Anayasa tartışmalarıyla ilgili metinde "Anayasa tartışmaları" sözlerinden "noktaları vurgulamak istiyorum." sözlerine kadar olan bölümü, bu son sözler de dahil olmak üzere, yeniden yaz. Bu bölümde "iktisat" yerine "ekonomi" koyarak değiştir.

Metin parçası –
▬▬▬
Anayasa tartışmaları

"Yeni anayasanın en can alıcı noktasını “vatandaşlık” tanımı ve “resmi dil” konusu oluşturacaktır. Ortadoğu’nun kaynatıldığı, İsrail-İngiliz-ABD işbirliği ile kaynatılan Ortadoğu kazanında çok önemli ve stratejik mevkide bulunan Türkiye’nin yeni bir anayasa yapımı ile ayağa kalkmasının altındaki derin yarığı görmek durumundayız."

Anayasa tartışmasının hızlandığı, daha doğrusu hızlandırıldığı günümüzde, ülkemizin bir emri vaki ile karşı karşıya kalmaması amacıyla kafama takılan bazı konuların ivedi olarak tartışmaya açılmasının yararlı olacağı kanaatindeyim. Hukukçu olmadığım için bu yazıda salt sade bir vatandaş olarak bana çok ters gelen bazı konular üzerinde duracağım. 16 Kasım Pazar günü partimizin tertiplemiş olduğu görüşmeden de fevkalade yararlanmış olarak, iktisat alanında belirtilmesi gereken  bazı noktaları vurgulamak istiyorum.
▬▬▬
Verilen bilgiler –
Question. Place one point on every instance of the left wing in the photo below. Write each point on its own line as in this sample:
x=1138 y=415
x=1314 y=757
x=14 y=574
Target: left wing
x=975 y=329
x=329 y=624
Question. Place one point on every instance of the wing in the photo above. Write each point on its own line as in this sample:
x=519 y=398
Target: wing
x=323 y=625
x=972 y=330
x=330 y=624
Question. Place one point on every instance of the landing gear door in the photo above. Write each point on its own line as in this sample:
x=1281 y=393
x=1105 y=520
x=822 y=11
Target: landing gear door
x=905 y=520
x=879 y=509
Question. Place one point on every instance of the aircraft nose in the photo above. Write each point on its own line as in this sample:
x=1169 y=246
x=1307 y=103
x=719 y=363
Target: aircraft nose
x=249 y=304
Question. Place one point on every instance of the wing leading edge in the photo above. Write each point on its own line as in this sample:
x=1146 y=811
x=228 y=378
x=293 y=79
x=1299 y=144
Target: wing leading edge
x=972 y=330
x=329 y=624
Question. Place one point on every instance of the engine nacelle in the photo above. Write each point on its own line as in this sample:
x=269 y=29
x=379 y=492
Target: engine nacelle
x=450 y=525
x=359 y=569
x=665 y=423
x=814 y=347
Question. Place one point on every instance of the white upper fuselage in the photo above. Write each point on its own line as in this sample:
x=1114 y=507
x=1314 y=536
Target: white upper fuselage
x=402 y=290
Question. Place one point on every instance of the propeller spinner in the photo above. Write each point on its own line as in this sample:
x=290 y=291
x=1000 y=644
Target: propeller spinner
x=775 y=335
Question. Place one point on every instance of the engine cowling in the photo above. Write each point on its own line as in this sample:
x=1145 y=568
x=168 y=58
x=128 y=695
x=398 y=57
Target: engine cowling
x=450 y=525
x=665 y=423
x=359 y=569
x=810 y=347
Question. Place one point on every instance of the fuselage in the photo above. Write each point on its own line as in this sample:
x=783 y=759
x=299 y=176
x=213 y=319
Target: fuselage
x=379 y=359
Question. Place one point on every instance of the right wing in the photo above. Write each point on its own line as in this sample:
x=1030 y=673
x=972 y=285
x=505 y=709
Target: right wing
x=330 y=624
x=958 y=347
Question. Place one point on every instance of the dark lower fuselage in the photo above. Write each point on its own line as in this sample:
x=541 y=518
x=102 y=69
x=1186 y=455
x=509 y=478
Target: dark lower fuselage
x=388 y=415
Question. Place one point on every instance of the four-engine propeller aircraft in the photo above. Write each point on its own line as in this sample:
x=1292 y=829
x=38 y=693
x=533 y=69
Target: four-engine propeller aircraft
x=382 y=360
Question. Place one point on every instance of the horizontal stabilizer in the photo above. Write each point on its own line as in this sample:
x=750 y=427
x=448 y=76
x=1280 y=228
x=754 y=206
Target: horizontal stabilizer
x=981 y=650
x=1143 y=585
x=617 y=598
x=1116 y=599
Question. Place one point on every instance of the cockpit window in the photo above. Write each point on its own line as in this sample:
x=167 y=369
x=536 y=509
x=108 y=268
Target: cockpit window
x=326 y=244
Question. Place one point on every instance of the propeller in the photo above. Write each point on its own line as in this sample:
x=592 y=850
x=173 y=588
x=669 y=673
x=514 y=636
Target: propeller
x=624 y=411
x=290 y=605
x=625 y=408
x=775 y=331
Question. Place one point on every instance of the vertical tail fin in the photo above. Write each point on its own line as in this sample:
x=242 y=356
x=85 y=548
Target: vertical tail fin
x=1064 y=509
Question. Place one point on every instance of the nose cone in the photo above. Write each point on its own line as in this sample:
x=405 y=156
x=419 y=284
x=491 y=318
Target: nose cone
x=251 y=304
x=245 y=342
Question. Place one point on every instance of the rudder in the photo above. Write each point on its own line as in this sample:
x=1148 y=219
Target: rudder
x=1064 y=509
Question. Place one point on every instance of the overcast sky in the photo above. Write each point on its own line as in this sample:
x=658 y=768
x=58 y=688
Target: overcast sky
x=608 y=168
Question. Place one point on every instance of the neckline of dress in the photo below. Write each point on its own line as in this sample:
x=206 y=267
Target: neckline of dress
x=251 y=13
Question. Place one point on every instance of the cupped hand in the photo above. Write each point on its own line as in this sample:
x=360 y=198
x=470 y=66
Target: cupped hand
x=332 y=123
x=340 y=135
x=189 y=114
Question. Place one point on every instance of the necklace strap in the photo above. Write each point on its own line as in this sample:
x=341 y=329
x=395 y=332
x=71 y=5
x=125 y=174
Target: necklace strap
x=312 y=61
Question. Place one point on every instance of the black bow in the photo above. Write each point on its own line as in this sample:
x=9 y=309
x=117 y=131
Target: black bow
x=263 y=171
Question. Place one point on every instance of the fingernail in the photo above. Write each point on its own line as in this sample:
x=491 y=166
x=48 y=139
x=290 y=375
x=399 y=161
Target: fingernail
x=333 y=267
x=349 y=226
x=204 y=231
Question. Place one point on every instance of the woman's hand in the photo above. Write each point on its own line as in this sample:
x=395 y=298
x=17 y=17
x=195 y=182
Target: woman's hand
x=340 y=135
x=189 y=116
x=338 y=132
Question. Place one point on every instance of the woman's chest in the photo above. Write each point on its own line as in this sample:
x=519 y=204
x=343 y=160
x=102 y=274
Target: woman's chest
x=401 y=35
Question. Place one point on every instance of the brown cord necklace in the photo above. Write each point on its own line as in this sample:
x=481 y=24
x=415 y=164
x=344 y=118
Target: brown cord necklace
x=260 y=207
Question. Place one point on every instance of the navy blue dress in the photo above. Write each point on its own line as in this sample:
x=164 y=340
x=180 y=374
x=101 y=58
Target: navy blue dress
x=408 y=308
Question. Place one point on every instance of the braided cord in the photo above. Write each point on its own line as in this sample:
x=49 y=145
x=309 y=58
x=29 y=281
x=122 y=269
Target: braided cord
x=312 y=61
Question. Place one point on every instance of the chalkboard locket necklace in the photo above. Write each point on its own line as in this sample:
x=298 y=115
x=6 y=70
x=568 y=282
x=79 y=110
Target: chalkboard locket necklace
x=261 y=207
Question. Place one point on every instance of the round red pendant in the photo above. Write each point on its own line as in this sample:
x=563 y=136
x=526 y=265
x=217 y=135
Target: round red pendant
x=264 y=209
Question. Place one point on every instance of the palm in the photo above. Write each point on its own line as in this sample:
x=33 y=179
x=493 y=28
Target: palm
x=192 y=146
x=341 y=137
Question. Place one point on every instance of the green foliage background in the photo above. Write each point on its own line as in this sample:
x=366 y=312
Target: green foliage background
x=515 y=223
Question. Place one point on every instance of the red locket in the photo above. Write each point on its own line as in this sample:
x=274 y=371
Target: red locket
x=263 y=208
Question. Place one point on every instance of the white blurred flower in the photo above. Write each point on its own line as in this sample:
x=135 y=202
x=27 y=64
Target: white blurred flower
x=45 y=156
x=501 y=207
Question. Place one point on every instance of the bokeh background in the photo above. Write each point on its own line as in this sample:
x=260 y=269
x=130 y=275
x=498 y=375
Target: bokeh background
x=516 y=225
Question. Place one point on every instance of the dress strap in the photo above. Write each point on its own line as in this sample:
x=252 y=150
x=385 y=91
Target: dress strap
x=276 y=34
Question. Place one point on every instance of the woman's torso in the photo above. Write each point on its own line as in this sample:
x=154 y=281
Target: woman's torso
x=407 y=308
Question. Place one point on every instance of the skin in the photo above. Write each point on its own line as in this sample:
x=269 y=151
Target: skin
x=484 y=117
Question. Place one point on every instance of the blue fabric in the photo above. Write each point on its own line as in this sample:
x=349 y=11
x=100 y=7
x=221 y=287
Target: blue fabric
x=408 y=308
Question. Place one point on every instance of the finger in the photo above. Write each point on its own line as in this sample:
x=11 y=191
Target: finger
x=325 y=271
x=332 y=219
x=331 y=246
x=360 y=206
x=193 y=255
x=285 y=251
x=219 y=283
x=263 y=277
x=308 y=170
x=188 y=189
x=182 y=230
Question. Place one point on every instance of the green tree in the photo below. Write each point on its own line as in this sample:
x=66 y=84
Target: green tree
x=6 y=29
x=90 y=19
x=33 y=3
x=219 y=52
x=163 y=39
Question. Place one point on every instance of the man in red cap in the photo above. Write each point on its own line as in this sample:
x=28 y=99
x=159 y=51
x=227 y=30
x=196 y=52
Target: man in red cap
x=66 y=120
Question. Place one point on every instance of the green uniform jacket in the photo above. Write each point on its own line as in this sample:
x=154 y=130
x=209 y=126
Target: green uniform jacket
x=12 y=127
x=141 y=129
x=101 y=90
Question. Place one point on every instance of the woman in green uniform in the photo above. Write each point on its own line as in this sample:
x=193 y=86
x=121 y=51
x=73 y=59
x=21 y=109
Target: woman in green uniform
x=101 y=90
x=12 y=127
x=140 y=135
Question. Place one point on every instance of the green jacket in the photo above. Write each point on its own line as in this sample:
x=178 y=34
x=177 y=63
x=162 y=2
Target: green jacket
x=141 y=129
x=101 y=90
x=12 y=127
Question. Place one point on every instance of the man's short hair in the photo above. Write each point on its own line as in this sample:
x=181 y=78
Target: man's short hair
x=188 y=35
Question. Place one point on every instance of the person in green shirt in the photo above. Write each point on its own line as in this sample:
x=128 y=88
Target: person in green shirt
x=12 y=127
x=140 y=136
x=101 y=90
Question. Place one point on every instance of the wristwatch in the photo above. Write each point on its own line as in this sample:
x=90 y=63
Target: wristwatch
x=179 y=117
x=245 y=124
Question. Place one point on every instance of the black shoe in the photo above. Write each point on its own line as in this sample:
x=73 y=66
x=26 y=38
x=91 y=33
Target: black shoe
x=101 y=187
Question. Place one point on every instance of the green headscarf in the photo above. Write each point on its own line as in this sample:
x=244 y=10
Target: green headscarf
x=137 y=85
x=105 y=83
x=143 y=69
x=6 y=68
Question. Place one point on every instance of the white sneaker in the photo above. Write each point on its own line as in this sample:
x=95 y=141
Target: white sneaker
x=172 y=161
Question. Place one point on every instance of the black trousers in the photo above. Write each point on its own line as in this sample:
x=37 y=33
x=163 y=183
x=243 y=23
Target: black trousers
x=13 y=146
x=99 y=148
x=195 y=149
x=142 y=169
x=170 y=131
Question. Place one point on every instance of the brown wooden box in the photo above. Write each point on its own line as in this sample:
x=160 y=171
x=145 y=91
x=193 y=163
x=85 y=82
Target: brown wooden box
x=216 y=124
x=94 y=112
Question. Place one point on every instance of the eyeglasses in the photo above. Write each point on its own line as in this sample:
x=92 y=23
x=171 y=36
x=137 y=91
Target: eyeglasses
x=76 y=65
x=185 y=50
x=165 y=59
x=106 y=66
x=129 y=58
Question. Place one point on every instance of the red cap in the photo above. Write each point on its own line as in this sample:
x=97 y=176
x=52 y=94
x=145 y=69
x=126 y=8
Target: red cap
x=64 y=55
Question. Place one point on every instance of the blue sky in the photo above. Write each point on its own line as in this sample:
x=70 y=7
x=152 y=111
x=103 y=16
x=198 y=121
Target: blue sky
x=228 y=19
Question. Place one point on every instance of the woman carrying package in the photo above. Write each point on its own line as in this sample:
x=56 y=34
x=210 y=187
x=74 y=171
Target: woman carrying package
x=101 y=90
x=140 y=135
▬▬▬
Sorunun çözümü –
Anayasa tartışmaları

"Yeni anayasanın en can alıcı noktasını “vatandaşlık” tanımı ve “resmi dil” konusu oluşturacaktır. Ortadoğu’nun kaynatıldığı, İsrail-İngiliz-ABD işbirliği ile kaynatılan Ortadoğu kazanında çok önemli ve stratejik mevkide bulunan Türkiye’nin yeni bir anayasa yapımı ile ayağa kalkmasının altındaki derin yarığı görmek durumundayız."

Anayasa tartışmasının hızlandığı, daha doğrusu hızlandırıldığı günümüzde, ülkemizin bir emri vaki ile karşı karşıya kalmaması amacıyla kafama takılan bazı konuların ivedi olarak tartışmaya açılmasının yararlı olacağı kanaatindeyim. Hukukçu olmadığım için bu yazıda salt sade bir vatandaş olarak bana çok ters gelen bazı konular üzerinde duracağım. 16 Kasım Pazar günü partimizin tertiplemiş olduğu görüşmeden de fevkalade yararlanmış olarak, ekonomi alanında belirtilmesi gereken  bazı noktaları vurgulamak istiyorum.